── Excerpted data

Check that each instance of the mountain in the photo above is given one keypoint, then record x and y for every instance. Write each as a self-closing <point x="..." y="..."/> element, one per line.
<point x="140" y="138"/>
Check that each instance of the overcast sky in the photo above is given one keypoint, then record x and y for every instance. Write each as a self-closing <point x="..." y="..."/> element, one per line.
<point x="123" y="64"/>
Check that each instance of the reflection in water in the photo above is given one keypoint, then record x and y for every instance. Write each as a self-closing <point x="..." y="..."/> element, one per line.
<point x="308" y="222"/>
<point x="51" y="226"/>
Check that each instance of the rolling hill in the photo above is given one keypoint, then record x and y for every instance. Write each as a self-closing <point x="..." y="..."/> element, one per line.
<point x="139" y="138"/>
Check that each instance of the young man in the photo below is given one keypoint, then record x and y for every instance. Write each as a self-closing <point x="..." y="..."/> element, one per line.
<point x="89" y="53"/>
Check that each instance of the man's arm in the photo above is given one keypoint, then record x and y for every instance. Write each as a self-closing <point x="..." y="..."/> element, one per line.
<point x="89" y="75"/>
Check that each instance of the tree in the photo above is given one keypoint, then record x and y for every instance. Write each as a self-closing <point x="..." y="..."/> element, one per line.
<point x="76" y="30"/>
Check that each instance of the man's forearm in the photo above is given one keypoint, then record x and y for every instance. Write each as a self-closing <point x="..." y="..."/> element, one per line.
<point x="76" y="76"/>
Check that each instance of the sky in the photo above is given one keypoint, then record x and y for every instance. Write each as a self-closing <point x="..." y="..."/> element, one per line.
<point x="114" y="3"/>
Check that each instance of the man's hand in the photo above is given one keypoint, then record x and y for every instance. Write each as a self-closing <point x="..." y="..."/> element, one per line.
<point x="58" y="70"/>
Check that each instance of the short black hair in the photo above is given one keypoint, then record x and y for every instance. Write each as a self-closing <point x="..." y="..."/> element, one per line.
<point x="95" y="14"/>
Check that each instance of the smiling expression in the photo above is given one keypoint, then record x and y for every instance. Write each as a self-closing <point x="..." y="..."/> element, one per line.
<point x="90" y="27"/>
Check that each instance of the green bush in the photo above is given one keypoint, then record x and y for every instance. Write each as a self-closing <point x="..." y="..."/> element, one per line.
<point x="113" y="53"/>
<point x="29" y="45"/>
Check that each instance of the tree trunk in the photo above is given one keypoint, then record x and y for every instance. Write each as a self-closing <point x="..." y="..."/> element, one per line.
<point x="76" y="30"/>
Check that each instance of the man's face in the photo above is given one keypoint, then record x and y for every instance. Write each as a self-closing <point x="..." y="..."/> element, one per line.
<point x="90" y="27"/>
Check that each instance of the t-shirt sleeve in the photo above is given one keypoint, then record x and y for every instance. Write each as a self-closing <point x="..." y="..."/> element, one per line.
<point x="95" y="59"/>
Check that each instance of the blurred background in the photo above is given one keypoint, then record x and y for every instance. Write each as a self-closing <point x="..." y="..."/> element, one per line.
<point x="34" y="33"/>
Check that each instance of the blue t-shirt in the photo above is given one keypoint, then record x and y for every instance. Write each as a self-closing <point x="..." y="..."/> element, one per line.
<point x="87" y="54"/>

────

**Your goal**:
Exact repetition of every entry in the data is required.

**Response for this exercise**:
Check that each instance of the mountain in the photo above is given one keypoint, then record x and y for every instance. Write each as a self-closing <point x="..." y="..."/> element, one per line.
<point x="140" y="138"/>
Check that each instance of the overcast sky in the photo above is given one keypoint, then record x and y for every instance. Write each as a self-closing <point x="..." y="..."/> element, one per line.
<point x="123" y="64"/>
Check that each instance of the reflection in water in the photo above is given one keypoint, then record x and y for every instance. Write each as a self-closing <point x="..." y="..."/> element, one per line.
<point x="308" y="222"/>
<point x="51" y="226"/>
Check that each instance of the rolling hill in the photo above is given one keypoint, then record x and y for every instance. Write each as a self-closing <point x="..." y="..."/> element, one per line.
<point x="139" y="138"/>
Check that each instance of the young man in the photo below is given one keypoint, then record x and y for every instance. Write each as a self-closing <point x="..." y="..."/> element, one per line.
<point x="89" y="53"/>
Check that each instance of the man's arm in the photo above is given one keypoint, then record x and y for every instance. Write each as a self-closing <point x="..." y="..."/> element, one per line.
<point x="89" y="75"/>
Check that each instance of the tree in the photo above is given one keypoint, then record x and y for every instance. Write each as a self-closing <point x="..." y="..."/> element, one per line.
<point x="76" y="30"/>
Check that each instance of the man's forearm in the photo above is given one keypoint, then record x and y for every instance. Write each as a self-closing <point x="..." y="..."/> element, one per line.
<point x="76" y="76"/>
Check that each instance of the sky in the photo above is given one keypoint, then record x and y for every instance. Write each as a self-closing <point x="..." y="..."/> element, one per line.
<point x="114" y="3"/>
Check that each instance of the man's hand in the photo above is given one keypoint, then record x and y for every instance. Write each as a self-closing <point x="..." y="..."/> element, one per line.
<point x="58" y="70"/>
Check that each instance of the short black hair in the photo above is given one keypoint, then record x and y for every instance. Write each as a self-closing <point x="..." y="..."/> element, one per line.
<point x="95" y="14"/>
Check that each instance of the smiling expression in the photo above is given one keypoint, then record x and y for every instance. Write each as a self-closing <point x="..." y="..."/> element, one per line.
<point x="90" y="27"/>
Check that each instance of the green bush in the photo above is given one keypoint, then record x and y for every instance. Write each as a self-closing <point x="..." y="..."/> element, one per line.
<point x="113" y="53"/>
<point x="29" y="45"/>
Check that each instance of the tree trunk in the photo above is given one keypoint, then record x and y for every instance. Write each as a self-closing <point x="..." y="..."/> element, one per line.
<point x="76" y="30"/>
Check that each instance of the man's face in the photo above is given one keypoint, then record x and y for every instance. Write each as a self-closing <point x="..." y="..."/> element, one per line.
<point x="90" y="27"/>
Check that each instance of the t-shirt sleeve in the photo above is given one keypoint, then record x and y for every instance. Write each as a self-closing <point x="..." y="..."/> element, one per line.
<point x="95" y="59"/>
Check that each instance of the blurred background in the photo above is given one keypoint, then record x and y for every instance. Write each as a self-closing <point x="..." y="..."/> element, one per line.
<point x="34" y="33"/>
Check that each instance of the blue t-shirt in the photo above is given one keypoint, then record x and y for every instance. Write each as a self-closing <point x="..." y="..."/> element, one per line.
<point x="87" y="54"/>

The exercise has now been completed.